YOUR INSTRUCTIONS →
Please rewrite the part of the listing that opens with the line containing "Point out the blue" and closes at the end of the listing, changing "sidewalk" to "curb" and keeping everything else the same.

DATASET CONTENT →
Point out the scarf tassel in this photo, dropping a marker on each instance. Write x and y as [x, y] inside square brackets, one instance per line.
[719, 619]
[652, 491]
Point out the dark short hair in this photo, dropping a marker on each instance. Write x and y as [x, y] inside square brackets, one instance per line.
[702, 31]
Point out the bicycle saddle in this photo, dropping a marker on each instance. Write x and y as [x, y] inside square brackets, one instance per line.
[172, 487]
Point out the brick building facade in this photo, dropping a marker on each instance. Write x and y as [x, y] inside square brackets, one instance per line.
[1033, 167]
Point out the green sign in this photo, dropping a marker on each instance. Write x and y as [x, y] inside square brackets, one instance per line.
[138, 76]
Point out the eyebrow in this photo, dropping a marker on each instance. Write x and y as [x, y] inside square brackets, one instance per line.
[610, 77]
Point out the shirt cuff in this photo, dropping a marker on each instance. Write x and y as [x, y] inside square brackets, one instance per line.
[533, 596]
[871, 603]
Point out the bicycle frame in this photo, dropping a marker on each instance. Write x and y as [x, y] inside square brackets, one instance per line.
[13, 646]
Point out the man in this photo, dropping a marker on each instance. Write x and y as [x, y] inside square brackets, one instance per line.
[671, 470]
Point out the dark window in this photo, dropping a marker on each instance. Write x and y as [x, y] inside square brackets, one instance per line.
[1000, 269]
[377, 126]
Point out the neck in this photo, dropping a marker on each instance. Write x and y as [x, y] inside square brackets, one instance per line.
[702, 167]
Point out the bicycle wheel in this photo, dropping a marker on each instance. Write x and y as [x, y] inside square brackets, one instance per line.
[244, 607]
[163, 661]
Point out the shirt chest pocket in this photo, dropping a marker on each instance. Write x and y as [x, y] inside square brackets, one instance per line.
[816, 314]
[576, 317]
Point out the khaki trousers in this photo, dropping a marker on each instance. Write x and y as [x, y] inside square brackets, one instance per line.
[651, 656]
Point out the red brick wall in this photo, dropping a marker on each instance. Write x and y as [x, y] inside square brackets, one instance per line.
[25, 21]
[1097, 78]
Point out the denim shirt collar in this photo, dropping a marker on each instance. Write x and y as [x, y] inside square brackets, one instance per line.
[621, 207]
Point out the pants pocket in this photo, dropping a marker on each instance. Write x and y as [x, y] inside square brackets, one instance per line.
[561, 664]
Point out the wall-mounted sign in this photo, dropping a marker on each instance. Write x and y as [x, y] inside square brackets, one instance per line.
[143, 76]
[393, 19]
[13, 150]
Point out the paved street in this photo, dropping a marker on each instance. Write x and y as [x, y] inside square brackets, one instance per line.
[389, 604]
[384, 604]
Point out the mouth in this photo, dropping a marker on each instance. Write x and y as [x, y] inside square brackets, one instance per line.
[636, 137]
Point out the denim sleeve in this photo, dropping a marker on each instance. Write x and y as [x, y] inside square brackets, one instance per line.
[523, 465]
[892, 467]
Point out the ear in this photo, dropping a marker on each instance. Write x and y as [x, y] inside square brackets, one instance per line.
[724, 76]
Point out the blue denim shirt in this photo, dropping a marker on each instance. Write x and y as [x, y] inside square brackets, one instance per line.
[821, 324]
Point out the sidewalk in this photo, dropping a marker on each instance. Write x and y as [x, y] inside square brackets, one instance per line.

EXERCISE RESULT →
Point out the blue denim shirt in this photo, dropping a marker on each instance. Write x and y as [x, y] inside square brackets, one instance per line.
[821, 324]
Point out the curb in this photo, dropping a marker on each instance. Write x and y as [x, y] inside square brackets, one instance per line.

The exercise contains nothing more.